# DATA SHOWN
* * * * * * * * *
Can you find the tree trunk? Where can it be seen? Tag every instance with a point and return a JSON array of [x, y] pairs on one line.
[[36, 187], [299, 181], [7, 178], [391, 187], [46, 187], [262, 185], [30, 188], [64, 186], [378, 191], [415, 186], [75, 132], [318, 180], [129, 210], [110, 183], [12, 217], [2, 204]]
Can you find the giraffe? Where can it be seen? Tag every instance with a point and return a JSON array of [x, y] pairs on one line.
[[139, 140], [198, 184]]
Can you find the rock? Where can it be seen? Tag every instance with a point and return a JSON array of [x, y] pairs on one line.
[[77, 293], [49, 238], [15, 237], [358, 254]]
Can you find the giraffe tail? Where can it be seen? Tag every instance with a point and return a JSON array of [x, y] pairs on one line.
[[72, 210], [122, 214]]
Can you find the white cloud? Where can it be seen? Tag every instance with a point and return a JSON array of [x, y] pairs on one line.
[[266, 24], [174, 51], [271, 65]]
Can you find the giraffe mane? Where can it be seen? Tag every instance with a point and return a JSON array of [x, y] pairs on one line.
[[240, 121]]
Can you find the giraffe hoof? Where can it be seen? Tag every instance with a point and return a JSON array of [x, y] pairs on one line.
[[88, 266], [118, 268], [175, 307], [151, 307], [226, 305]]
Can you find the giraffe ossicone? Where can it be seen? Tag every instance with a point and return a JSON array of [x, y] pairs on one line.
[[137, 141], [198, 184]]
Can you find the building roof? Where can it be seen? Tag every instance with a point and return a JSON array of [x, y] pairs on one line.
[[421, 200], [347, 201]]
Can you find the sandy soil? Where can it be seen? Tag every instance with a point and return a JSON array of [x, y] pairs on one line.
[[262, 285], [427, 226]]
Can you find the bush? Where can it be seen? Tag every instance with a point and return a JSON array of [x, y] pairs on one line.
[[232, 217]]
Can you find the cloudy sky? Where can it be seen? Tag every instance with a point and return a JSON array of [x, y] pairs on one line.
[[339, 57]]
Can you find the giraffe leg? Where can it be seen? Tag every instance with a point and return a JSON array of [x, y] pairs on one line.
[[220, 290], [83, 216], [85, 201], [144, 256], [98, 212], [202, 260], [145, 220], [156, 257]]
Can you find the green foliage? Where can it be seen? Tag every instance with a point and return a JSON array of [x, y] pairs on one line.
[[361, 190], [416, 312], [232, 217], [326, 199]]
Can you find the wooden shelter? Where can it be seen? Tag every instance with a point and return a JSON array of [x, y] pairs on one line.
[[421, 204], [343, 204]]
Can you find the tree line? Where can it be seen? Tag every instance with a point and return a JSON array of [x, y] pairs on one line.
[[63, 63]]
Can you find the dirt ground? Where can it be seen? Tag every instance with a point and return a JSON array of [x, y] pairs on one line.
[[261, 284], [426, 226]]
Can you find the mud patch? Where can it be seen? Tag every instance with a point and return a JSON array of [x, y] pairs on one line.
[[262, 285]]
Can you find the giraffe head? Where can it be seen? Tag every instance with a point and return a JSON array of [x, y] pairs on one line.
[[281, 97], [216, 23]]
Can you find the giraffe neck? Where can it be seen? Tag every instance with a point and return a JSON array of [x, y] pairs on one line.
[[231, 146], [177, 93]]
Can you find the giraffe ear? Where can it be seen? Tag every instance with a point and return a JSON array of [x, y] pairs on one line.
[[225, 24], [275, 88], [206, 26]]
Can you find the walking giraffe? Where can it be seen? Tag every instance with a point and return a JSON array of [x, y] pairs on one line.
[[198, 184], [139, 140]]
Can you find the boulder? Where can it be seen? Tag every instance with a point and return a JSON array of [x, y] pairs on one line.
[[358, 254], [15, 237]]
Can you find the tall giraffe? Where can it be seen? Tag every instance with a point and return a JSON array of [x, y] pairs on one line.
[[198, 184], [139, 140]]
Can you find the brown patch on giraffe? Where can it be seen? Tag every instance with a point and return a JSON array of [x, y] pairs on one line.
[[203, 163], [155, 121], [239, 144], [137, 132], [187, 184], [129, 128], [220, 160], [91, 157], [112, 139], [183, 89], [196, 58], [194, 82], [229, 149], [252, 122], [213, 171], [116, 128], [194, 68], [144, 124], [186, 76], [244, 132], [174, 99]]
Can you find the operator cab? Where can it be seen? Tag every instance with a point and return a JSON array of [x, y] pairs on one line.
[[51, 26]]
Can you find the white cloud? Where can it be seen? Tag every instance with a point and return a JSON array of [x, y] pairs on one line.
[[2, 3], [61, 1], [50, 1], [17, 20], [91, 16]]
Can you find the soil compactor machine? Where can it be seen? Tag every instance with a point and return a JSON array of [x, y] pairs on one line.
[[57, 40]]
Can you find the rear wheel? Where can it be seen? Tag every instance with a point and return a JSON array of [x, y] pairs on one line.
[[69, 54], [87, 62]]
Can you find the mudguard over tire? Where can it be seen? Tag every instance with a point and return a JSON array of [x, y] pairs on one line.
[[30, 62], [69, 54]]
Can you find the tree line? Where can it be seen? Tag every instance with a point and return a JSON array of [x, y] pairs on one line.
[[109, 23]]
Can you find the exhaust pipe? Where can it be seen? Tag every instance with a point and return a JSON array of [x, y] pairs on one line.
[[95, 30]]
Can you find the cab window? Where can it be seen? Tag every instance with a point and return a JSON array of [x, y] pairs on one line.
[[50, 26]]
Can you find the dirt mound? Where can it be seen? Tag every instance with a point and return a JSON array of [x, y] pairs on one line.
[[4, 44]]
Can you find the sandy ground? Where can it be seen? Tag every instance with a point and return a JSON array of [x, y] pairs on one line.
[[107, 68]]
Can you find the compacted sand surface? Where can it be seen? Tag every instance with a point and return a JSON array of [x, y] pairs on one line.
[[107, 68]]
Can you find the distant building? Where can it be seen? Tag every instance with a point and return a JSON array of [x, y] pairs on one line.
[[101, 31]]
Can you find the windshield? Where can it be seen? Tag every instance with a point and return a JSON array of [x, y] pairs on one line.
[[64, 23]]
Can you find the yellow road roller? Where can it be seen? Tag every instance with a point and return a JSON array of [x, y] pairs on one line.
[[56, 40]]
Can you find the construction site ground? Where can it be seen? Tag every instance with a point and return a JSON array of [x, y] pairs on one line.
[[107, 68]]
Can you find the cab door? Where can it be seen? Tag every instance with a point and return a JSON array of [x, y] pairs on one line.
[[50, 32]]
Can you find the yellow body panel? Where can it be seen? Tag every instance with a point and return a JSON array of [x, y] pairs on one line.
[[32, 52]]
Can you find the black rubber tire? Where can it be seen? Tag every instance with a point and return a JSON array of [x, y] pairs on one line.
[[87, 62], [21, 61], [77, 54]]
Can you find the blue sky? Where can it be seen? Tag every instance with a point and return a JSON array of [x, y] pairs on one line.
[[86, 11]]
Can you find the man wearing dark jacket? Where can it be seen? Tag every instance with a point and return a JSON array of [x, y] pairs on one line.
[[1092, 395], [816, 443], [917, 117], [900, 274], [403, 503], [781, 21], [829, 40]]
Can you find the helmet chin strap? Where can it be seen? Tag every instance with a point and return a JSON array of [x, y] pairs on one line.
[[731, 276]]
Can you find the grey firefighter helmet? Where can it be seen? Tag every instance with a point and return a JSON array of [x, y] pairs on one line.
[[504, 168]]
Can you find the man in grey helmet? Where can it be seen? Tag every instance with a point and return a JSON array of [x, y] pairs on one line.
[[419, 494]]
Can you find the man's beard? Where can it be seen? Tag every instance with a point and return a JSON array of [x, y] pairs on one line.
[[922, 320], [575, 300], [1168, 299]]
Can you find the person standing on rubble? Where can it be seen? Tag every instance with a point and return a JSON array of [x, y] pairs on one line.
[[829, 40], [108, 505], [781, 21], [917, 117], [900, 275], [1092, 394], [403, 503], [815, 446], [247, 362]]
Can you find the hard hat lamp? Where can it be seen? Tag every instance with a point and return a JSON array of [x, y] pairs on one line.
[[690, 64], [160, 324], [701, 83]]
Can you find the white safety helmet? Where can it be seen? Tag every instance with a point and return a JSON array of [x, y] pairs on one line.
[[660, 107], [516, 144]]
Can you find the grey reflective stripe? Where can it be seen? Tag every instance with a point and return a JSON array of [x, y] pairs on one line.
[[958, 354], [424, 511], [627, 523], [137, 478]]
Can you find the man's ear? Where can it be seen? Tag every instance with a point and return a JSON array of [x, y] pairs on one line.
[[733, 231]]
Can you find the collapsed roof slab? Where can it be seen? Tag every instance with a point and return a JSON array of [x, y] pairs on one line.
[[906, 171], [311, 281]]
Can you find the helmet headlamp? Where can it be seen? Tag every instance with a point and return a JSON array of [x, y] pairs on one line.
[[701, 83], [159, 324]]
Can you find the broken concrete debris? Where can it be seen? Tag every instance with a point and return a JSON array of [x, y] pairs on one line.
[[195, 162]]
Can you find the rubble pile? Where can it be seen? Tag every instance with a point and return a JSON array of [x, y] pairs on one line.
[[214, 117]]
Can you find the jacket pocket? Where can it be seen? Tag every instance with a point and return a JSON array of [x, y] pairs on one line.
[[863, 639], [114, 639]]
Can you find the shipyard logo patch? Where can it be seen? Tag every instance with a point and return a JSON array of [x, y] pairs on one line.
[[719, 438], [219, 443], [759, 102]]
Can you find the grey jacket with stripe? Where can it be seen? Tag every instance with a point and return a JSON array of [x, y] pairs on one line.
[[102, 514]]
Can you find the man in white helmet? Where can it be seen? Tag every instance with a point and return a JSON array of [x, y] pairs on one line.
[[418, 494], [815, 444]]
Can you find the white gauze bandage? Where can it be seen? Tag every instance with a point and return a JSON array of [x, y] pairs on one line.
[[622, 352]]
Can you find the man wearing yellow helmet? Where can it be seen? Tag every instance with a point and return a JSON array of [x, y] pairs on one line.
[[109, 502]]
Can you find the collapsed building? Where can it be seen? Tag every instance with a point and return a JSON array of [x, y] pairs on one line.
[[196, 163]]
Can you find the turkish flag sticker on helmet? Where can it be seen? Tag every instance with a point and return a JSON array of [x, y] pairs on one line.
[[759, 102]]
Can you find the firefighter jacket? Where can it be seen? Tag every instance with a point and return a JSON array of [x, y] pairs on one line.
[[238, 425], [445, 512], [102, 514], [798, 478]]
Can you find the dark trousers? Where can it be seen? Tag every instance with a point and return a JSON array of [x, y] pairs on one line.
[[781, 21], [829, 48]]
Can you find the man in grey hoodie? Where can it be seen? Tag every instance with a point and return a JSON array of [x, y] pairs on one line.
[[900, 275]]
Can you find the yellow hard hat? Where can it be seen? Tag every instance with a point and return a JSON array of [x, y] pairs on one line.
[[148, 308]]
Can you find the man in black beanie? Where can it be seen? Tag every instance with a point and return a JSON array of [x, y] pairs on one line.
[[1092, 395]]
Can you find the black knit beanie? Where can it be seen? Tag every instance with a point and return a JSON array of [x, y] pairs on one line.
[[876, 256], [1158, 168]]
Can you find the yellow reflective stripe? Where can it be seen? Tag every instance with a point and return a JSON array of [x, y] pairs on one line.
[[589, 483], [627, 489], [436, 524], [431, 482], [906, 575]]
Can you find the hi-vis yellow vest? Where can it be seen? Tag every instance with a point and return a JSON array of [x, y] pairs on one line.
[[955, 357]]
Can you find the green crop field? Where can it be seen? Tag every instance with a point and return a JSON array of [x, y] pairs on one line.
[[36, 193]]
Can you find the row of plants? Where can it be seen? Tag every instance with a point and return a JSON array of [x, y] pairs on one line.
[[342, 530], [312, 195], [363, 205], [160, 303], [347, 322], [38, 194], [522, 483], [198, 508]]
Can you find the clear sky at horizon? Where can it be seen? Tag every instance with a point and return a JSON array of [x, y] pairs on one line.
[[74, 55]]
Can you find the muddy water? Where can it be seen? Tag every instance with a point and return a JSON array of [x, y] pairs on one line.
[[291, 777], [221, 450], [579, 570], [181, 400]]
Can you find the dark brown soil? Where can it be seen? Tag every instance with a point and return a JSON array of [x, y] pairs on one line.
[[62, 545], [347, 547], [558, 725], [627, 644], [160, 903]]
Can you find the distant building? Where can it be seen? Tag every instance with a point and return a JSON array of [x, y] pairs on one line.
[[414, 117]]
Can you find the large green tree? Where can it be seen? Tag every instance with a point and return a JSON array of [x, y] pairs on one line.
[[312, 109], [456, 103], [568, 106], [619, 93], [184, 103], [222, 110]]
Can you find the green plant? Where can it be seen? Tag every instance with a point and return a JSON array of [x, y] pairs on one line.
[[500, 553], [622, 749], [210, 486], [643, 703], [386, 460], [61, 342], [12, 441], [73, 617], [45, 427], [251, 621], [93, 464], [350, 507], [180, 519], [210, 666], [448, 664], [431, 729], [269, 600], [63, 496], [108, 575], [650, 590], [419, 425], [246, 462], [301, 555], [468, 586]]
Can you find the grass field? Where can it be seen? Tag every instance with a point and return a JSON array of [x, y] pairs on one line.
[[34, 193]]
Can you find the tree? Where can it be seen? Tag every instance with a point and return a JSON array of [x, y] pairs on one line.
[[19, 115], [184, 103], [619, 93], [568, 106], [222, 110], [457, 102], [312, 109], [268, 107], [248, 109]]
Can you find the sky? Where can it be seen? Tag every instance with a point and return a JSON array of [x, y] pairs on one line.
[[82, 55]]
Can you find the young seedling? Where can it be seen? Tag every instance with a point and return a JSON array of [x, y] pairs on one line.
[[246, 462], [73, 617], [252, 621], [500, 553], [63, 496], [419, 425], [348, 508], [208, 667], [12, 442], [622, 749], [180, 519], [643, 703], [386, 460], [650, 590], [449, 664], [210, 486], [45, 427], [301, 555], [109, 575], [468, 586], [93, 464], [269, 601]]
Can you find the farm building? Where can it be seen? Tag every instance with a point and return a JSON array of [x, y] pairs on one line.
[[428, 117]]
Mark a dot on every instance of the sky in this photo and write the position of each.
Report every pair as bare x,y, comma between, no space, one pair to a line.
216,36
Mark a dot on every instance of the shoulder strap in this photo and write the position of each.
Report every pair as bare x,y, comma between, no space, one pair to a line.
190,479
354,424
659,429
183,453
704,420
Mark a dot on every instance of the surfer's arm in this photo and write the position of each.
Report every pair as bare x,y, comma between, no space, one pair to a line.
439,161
* * * * * * * * *
# JOB
Express the rows between the line holding "Can you find the muddy" and the line holding "103], [222, 110]]", inclusive, as a JSON list of strings with one string per line and blank lines omitted.

# ANSWER IN FULL
[
  "Can you find the muddy water? Where can it be seen? Tag every instance with a point and return a JSON array of [x, y] pairs on one line.",
  "[[291, 777], [221, 450], [579, 570], [181, 400]]",
  "Can you find the dark brown soil? Where can it be seen? Tag every instance with a point and return a JSON array of [x, y] pairs on one line.",
  "[[62, 545], [347, 547], [558, 725], [627, 644], [160, 903]]",
  "Can you find the distant building? Where can it be seen? Tag every instance with a point and return a JSON array of [x, y] pairs on one line.",
  "[[414, 117]]",
  "Can you find the large green tree? Where can it be seen? Tag every instance with a point and return a JSON array of [x, y] pairs on one line.",
  "[[312, 109], [456, 103], [568, 106], [619, 93], [184, 103], [222, 110]]"
]